* DIRECTIONS FOR THIS TASK:
Arrange every one of the dataset items below as a numbered list, omitting any blank lines.

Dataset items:
━━━━━━━━━━━━━━━━━━━━

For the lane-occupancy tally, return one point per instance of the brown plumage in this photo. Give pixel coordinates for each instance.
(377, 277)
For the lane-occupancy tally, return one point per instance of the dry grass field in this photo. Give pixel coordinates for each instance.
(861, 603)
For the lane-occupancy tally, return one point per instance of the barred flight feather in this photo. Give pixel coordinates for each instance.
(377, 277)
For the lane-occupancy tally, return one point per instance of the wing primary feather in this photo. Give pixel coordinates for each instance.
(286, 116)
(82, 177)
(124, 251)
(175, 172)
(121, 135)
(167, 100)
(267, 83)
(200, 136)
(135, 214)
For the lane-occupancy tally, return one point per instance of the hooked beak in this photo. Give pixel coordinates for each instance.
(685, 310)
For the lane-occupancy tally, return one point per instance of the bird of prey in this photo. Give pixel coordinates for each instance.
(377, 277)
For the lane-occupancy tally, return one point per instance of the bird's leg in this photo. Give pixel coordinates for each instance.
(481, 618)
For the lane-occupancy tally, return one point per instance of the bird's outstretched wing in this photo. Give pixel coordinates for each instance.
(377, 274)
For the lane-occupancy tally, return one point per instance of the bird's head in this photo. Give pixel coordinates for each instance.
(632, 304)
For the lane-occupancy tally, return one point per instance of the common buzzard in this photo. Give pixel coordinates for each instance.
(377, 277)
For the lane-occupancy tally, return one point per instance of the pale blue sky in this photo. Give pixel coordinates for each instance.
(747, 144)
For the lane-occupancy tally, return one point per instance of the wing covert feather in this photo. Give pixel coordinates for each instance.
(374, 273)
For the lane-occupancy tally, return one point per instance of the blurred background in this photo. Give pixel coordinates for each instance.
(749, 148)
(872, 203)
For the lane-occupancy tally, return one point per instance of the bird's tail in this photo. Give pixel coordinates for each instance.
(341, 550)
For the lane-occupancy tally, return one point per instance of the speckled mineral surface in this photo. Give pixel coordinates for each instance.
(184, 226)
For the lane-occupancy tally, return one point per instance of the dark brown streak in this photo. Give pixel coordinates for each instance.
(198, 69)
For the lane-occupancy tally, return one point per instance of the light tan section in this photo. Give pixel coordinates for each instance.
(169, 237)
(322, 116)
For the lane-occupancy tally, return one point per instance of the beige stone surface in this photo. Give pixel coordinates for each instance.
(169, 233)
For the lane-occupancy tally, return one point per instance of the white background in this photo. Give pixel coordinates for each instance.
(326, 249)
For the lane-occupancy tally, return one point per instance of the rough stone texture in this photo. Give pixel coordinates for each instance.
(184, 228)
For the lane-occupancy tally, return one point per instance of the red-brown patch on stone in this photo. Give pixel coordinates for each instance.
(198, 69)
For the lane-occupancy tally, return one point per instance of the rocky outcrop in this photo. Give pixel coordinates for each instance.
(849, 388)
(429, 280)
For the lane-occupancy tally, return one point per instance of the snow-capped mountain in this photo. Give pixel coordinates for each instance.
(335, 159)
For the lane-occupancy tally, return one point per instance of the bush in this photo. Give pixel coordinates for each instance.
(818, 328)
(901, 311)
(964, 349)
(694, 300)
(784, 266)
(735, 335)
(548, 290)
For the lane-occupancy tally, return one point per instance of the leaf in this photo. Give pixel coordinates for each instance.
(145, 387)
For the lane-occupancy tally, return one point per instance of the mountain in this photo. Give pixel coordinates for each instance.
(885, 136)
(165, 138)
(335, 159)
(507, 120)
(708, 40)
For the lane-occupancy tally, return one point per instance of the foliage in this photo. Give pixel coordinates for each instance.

━━━━━━━━━━━━━━━━━━━━

* THE SOLUTION:
1. For the lane-occupancy tally, return one point per instance of the brown plumage in this photo. Give pixel coordinates for each instance.
2. (377, 277)
3. For the lane-occupancy tally, return one point per instance of the dry grass field in this photo. Give pixel coordinates for each instance.
4. (861, 603)
5. For the lane-occupancy tally, return one point per instance of the barred flight feather in this photo. Give pixel coordinates for each instance.
6. (377, 277)
7. For the lane-occupancy tally, return one point per instance of the wing primary feather in this photo. Give pixel coordinates for each instance.
8. (286, 116)
9. (82, 177)
10. (124, 251)
11. (175, 172)
12. (121, 135)
13. (167, 100)
14. (267, 83)
15. (200, 136)
16. (135, 214)
17. For the lane-occupancy tally, return one point per instance of the hooked beak in this photo. Give pixel coordinates for each instance.
18. (685, 310)
19. For the lane-occupancy tally, return one point per instance of the bird of prey in this photo. Give pixel coordinates for each instance.
20. (377, 277)
21. For the lane-occupancy tally, return one point per instance of the bird's leg in this photo. Give pixel coordinates for each instance.
22. (481, 618)
23. For the lane-occupancy tally, return one point per instance of the bird's outstretched wing in this photo. Give pixel coordinates for each instance.
24. (377, 274)
25. For the lane-occupancy tally, return one point per instance of the bird's head in this photo. Give pixel coordinates for each instance.
26. (632, 304)
27. For the lane-occupancy tally, return one point per instance of the common buzzard in this photo. Give pixel coordinates for each instance.
28. (377, 277)
29. For the lane-occupancy tally, return one point per instance of the pale blue sky in this photo. Give pixel coordinates for each instance.
30. (747, 144)
31. For the lane-occupancy tally, return one point per instance of the wing covert feather in this photo. Give pixel coordinates for each instance.
32. (374, 273)
33. For the lane-occupancy tally, return one point per instance of the blurred background in this photo. Give pixel coordinates for each instance.
34. (749, 148)
35. (872, 203)
36. For the lane-occupancy tally, return one point per instance of the bird's tail in this photo. Give pixel coordinates for each instance.
37. (341, 550)
38. For the lane-occupancy tally, return one point per instance of the speckled mineral surface in this photo. Give pixel coordinates for each instance.
39. (184, 226)
40. For the lane-occupancy tally, return one point per instance of the dark brown streak in this photo. Give pixel coordinates for each instance.
41. (198, 69)
42. For the lane-occupancy tally, return one point per instance of the light tan section in this photo. Give pixel coordinates for each instance.
43. (169, 237)
44. (322, 116)
45. For the lane-occupancy tally, return one point per instance of the beige stone surface in this photo. Give pixel coordinates for each instance.
46. (169, 233)
47. For the lane-occupancy tally, return one point per instance of the white background in this photo. Give pixel coordinates for each instance.
48. (326, 249)
49. For the lane-occupancy tally, return one point per instance of the rough stone texture in this photo. Give pixel coordinates for each instance.
50. (184, 228)
51. For the lane-occupancy tally, return one point per instance of the red-brown patch on stone in this photo. Give pixel coordinates for each instance.
52. (198, 69)
53. For the lane-occupancy tally, return one point per instance of the rocky outcrop in this photo. Give pixel coordinates for each instance.
54. (849, 388)
55. (429, 280)
56. For the lane-occupancy tally, return one point per instance of the snow-capped mountain in this photo. Give pixel coordinates for each instance.
57. (335, 159)
58. For the lane-occupancy tally, return one point per instance of the bush in this photo. Give pixel coordinates for each instance.
59. (818, 328)
60. (901, 311)
61. (964, 349)
62. (694, 300)
63. (784, 266)
64. (735, 335)
65. (548, 290)
66. For the lane-occupancy tally, return one point per instance of the leaf in this photo. Give pixel coordinates for each instance.
67. (145, 387)
68. For the lane-occupancy tally, return one point per instance of the mountain in this photo. Give pixel coordinates for each instance.
69. (885, 136)
70. (165, 138)
71. (335, 159)
72. (507, 120)
73. (708, 40)
74. For the lane-occupancy tally, return one point per instance of the foliage in this photo. Give pixel coordinates for each instance.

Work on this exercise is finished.